## Short problem
Please convert the entire listing below into a Markdown table with a "Number" column holding each row number and a "Text" column holding the line, omitting blank lines.

▶

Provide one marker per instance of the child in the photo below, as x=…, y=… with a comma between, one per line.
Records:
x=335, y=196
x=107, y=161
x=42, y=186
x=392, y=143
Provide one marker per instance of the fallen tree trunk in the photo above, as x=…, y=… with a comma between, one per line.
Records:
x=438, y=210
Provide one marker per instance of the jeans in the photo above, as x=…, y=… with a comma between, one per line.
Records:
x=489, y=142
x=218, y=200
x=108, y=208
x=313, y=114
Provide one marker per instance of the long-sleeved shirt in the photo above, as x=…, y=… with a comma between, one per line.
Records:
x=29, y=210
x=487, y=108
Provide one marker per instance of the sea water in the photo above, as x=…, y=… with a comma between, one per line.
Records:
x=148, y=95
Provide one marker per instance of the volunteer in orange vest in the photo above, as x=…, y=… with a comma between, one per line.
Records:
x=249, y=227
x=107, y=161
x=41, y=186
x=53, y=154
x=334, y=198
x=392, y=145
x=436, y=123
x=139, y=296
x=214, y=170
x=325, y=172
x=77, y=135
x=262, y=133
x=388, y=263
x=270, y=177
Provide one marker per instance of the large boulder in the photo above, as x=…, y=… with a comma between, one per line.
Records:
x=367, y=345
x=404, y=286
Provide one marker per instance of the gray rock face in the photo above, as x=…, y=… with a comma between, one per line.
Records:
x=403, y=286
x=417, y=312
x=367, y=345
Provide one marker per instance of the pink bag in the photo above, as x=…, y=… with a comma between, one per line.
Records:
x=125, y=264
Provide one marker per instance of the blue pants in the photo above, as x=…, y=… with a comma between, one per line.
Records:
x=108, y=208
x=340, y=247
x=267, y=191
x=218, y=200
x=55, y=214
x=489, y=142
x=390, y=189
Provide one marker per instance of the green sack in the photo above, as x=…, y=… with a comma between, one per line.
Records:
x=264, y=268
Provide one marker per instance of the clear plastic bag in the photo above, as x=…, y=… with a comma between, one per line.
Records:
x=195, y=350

◀

## Exercise response
| Number | Text |
|---|---|
| 1 | Provide one marker per instance of the child in the photo below, as x=…, y=… with a comma between, one per line. |
| 2 | Records: |
| 3 | x=335, y=196 |
| 4 | x=107, y=161 |
| 5 | x=42, y=186 |
| 6 | x=392, y=143 |
| 7 | Provide one marker per instance of the fallen tree trunk in the photo above, as x=…, y=… with a comma between, one per line. |
| 8 | Records: |
| 9 | x=438, y=210 |
| 10 | Provide one marker per instance of the jeans in the photo above, as x=…, y=… with a comma between, one per line. |
| 11 | Records: |
| 12 | x=489, y=142 |
| 13 | x=218, y=200 |
| 14 | x=108, y=208 |
| 15 | x=313, y=114 |
| 16 | Provide one marker per instance of the long-sleeved shirt in the photo above, as x=…, y=… with a comma between, one per line. |
| 17 | Records: |
| 18 | x=29, y=210 |
| 19 | x=487, y=108 |
| 20 | Provide one marker per instance of the sea water in the photo above, as x=…, y=… with a comma between, one per line. |
| 21 | Records: |
| 22 | x=148, y=95 |
| 23 | Provide one marker per instance of the volunteer in orange vest in the photo above, as x=…, y=… with a comma between, one per line. |
| 24 | Records: |
| 25 | x=249, y=227 |
| 26 | x=107, y=161 |
| 27 | x=41, y=186 |
| 28 | x=53, y=154 |
| 29 | x=334, y=198 |
| 30 | x=392, y=145 |
| 31 | x=436, y=123 |
| 32 | x=139, y=296 |
| 33 | x=214, y=170 |
| 34 | x=325, y=172 |
| 35 | x=77, y=135 |
| 36 | x=262, y=133 |
| 37 | x=388, y=263 |
| 38 | x=270, y=177 |
| 39 | Provide one marker per instance of the large boulder in the photo above, as x=…, y=… with a comma between, one per line. |
| 40 | Records: |
| 41 | x=367, y=345 |
| 42 | x=404, y=286 |
| 43 | Provide one marker per instance of the gray rock face in the photo above, as x=…, y=… with a comma between, one per line. |
| 44 | Records: |
| 45 | x=403, y=286 |
| 46 | x=417, y=312 |
| 47 | x=367, y=345 |
| 48 | Provide one marker per instance of the pink bag in the photo above, as x=…, y=… with a comma between, one per line. |
| 49 | Records: |
| 50 | x=125, y=264 |
| 51 | Provide one marker per instance of the blue pants in the photo above, as x=…, y=… with a comma between, one per line. |
| 52 | Records: |
| 53 | x=108, y=208 |
| 54 | x=340, y=247 |
| 55 | x=267, y=191 |
| 56 | x=218, y=200 |
| 57 | x=55, y=214 |
| 58 | x=489, y=142 |
| 59 | x=390, y=189 |
| 60 | Provide one marker per instance of the green sack in the photo above, as x=…, y=… with a comma between, one per line. |
| 61 | Records: |
| 62 | x=264, y=268 |
| 63 | Provide one marker per instance of the clear plastic bag in the photo above, as x=…, y=… with a comma between, one per line. |
| 64 | Records: |
| 65 | x=195, y=350 |